TASK REQUIREMENTS
Retype nothing but the lines running from the line that contains "Point to the black wing feather." to the last line, both ends included, and skip every image.

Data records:
++++++++++++++++++++

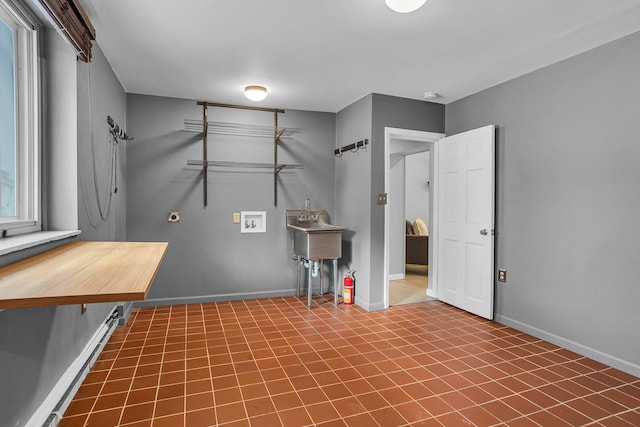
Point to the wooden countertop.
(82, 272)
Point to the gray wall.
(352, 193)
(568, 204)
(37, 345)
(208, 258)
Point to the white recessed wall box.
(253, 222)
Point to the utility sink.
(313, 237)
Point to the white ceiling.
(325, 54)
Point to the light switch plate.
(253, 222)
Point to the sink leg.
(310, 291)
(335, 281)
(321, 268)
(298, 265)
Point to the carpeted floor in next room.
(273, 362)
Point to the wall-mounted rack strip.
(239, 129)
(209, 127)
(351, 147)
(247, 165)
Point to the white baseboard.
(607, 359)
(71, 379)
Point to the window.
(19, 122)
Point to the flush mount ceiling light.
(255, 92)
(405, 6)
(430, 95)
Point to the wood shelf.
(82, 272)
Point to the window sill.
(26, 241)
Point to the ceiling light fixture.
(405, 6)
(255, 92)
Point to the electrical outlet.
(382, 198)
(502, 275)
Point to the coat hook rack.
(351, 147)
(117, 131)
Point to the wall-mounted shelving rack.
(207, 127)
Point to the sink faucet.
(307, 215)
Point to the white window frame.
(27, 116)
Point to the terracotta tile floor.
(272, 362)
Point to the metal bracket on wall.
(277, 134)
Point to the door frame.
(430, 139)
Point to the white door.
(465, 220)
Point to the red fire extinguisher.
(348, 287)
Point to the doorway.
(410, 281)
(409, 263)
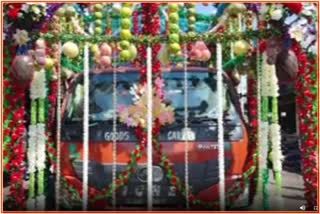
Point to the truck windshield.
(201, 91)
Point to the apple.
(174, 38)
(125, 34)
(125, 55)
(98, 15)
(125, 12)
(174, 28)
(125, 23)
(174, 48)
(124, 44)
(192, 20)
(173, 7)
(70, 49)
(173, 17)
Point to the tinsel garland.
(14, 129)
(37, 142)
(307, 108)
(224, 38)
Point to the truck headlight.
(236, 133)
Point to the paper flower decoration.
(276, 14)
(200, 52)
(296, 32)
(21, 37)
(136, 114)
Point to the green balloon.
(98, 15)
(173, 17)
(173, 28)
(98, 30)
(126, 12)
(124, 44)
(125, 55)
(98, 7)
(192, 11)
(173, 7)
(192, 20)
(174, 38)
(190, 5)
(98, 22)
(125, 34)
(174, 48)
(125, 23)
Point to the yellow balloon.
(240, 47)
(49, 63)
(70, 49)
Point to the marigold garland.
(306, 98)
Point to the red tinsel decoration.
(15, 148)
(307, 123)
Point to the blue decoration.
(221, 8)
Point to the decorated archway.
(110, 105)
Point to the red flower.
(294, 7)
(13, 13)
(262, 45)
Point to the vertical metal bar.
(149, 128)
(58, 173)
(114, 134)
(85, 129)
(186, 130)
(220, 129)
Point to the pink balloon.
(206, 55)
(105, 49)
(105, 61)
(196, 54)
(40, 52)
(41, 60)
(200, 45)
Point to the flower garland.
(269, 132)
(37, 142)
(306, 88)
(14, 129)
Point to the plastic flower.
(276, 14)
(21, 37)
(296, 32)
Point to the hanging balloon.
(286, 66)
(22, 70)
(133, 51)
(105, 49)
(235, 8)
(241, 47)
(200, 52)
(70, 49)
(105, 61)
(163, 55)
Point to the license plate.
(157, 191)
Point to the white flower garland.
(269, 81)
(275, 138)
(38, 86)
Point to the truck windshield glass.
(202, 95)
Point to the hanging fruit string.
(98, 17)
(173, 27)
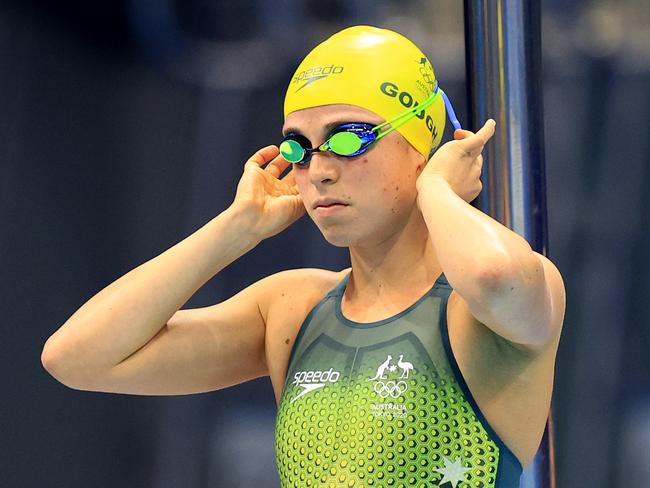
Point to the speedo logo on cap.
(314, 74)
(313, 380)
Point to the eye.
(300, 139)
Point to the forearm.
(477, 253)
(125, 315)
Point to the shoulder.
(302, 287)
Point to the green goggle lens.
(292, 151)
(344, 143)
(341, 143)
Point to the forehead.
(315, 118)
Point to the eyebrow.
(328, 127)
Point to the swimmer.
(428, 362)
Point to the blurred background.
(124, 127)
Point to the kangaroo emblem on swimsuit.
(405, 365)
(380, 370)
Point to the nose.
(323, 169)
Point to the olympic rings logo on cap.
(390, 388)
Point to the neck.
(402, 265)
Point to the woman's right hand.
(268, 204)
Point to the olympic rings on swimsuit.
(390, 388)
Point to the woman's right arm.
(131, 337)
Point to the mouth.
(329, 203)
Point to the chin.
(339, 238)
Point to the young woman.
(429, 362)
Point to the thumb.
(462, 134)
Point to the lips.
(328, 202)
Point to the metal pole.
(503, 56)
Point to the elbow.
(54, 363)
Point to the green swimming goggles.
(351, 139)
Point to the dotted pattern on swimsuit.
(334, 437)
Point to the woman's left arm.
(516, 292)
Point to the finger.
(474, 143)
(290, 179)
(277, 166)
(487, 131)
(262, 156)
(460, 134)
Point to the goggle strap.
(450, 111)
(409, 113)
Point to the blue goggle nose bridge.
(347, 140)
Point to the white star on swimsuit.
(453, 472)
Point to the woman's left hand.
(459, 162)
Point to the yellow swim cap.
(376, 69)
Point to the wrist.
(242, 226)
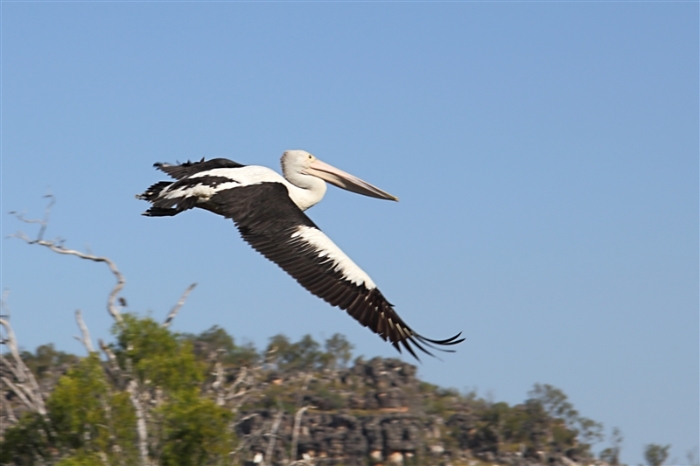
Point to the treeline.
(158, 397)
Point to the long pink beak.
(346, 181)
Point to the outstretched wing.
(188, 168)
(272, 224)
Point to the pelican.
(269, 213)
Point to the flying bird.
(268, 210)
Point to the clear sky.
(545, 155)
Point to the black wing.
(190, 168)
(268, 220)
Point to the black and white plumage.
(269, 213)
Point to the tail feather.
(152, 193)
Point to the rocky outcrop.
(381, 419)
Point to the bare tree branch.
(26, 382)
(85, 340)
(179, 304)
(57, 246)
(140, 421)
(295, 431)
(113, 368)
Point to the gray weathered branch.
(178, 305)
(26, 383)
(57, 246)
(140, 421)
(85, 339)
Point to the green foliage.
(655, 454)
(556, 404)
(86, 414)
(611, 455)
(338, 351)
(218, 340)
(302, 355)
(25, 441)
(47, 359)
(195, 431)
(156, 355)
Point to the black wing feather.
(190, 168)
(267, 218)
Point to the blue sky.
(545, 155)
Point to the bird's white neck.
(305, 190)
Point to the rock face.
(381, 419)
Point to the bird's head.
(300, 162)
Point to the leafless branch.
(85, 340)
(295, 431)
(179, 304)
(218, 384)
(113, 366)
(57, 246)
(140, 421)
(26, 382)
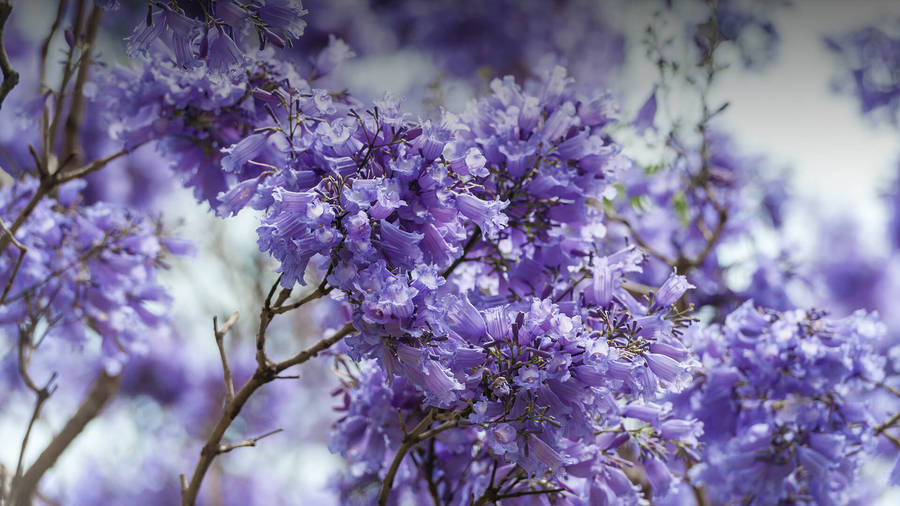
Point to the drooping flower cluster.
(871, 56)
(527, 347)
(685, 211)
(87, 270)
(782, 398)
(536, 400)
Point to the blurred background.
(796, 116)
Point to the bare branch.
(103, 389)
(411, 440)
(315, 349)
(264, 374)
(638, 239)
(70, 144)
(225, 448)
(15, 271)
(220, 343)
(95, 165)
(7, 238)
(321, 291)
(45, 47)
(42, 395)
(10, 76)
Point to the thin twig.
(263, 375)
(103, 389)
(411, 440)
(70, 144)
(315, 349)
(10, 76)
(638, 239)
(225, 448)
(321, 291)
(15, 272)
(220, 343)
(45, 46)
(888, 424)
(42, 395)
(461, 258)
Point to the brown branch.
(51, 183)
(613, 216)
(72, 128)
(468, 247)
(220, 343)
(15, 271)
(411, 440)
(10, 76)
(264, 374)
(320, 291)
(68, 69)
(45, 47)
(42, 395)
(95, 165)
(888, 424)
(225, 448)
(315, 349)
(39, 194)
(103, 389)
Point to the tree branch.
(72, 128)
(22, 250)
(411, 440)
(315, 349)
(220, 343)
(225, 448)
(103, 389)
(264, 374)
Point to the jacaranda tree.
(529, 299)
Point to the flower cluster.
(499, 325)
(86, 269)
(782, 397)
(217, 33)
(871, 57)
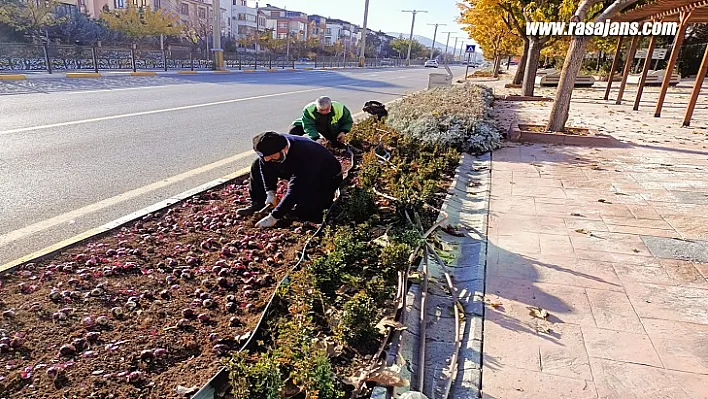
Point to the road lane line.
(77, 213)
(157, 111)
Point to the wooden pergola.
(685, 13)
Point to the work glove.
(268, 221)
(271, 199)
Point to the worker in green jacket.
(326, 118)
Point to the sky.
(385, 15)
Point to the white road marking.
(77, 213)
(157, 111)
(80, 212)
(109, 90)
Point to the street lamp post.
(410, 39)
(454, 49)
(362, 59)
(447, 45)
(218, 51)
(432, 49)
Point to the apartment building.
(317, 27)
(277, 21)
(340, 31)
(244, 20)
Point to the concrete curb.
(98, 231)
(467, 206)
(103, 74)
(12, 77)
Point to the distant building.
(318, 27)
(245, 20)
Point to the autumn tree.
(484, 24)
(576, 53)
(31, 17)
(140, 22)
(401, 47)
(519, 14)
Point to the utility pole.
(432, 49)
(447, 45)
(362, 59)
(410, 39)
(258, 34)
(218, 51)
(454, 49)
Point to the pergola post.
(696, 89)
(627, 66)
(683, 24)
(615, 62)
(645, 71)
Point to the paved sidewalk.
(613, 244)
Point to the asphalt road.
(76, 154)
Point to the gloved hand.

++++++++++++++++++++

RESPONSE FOR THIS EXERCISE
Point to the black wing feather.
(190, 168)
(267, 218)
Point to the blue sky.
(545, 155)
Point to the bird's white neck.
(305, 190)
Point to the rock face.
(381, 419)
Point to the bird's head.
(300, 162)
Point to the leafless branch.
(85, 340)
(295, 431)
(179, 304)
(218, 384)
(113, 366)
(57, 246)
(140, 421)
(26, 382)
Point to the drooping flower cluster.
(871, 56)
(527, 347)
(685, 211)
(87, 270)
(782, 398)
(536, 400)
Point to the blurred background.
(796, 116)
Point to the bare branch.
(103, 389)
(411, 440)
(315, 349)
(264, 374)
(638, 239)
(70, 144)
(225, 448)
(15, 271)
(220, 343)
(95, 165)
(7, 238)
(321, 291)
(45, 47)
(42, 395)
(10, 76)
Point to the thin twig.
(263, 375)
(103, 389)
(411, 440)
(70, 144)
(315, 349)
(10, 76)
(638, 239)
(225, 448)
(321, 291)
(15, 272)
(220, 343)
(45, 46)
(888, 424)
(42, 395)
(461, 258)
Point to the brown branch.
(51, 183)
(613, 216)
(72, 128)
(468, 247)
(220, 343)
(15, 271)
(411, 440)
(10, 76)
(264, 374)
(320, 291)
(68, 69)
(45, 47)
(42, 395)
(95, 165)
(888, 424)
(225, 448)
(315, 349)
(39, 194)
(103, 389)
Point to the tree branch.
(72, 128)
(22, 250)
(411, 440)
(315, 349)
(220, 343)
(225, 448)
(103, 389)
(264, 374)
Point to the jacaranda tree.
(529, 299)
Point to the flower cluster.
(499, 325)
(86, 269)
(782, 397)
(217, 33)
(871, 57)
Point to the road lane line.
(77, 213)
(157, 111)
Point to the wooden pergola.
(685, 13)
Point to the work glove.
(268, 221)
(271, 199)
Point to the worker in green jacket.
(326, 118)
Point to the sky.
(385, 15)
Point to the white road marking.
(77, 213)
(157, 111)
(80, 212)
(109, 90)
Point to the street lamp post.
(410, 39)
(454, 49)
(362, 59)
(447, 45)
(218, 51)
(432, 49)
Point to the apartment building.
(317, 27)
(277, 21)
(340, 31)
(244, 20)
Point to the concrete curb.
(98, 231)
(467, 206)
(103, 74)
(12, 77)
Point to the distant building.
(318, 27)
(245, 20)
Point to the autumn tree.
(484, 24)
(576, 53)
(31, 17)
(140, 22)
(401, 47)
(519, 14)
Point to the utility pole.
(432, 49)
(447, 45)
(362, 59)
(410, 39)
(258, 34)
(218, 51)
(454, 49)
Point to the pergola post.
(696, 89)
(627, 66)
(683, 24)
(615, 62)
(645, 71)
Point to the paved sidewalk.
(613, 244)
Point to the asphalt road.
(76, 154)
Point to the gloved hand.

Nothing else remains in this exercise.